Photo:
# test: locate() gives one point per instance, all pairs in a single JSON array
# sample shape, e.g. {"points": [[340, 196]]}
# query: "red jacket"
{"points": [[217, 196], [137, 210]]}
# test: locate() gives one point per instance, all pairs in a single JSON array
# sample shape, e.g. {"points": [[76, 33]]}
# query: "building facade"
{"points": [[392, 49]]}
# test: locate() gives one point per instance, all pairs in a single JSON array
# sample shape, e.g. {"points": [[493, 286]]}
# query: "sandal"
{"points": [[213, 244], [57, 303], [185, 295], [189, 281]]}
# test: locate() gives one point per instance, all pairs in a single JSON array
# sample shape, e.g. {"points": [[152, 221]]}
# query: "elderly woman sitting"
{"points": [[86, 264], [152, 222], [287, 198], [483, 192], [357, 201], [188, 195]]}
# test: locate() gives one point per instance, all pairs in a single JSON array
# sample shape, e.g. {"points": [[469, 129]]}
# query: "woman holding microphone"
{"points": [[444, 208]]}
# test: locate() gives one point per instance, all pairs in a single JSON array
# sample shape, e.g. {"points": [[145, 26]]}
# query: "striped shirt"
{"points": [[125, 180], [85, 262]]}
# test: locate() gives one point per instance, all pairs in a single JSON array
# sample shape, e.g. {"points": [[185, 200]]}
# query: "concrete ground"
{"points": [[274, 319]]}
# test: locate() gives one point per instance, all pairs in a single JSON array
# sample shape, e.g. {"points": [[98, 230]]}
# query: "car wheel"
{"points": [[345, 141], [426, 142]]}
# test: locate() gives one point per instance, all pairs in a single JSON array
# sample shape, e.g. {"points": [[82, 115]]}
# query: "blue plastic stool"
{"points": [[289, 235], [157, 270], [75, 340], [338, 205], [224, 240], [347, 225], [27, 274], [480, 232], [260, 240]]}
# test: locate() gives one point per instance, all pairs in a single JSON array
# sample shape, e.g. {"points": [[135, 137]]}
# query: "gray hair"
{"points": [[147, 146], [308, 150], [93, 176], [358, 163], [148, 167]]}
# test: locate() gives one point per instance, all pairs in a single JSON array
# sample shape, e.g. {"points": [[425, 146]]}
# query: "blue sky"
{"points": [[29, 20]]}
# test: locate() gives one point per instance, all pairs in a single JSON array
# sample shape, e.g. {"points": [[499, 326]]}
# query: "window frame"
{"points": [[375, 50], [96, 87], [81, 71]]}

-.-.-

*YOUR GOAL:* All lines above holding the word "shape" make up the answer; copy each one.

*TASK RESPONSE:*
# sample shape, e.g. {"points": [[340, 196]]}
# sample shape, e.g. {"points": [[76, 33]]}
# sample shape, e.g. {"points": [[493, 286]]}
# sample shape, e.g. {"points": [[152, 221]]}
# sample shape, e.g. {"points": [[469, 129]]}
# sample shape, e.g. {"points": [[145, 26]]}
# sample shape, e.g. {"points": [[185, 200]]}
# sample shape, e.g. {"points": [[98, 230]]}
# sample shape, e.g. {"points": [[82, 115]]}
# sample shape, e.g. {"points": [[135, 137]]}
# sample shape, e.g. {"points": [[425, 146]]}
# sample shape, e.g. {"points": [[499, 326]]}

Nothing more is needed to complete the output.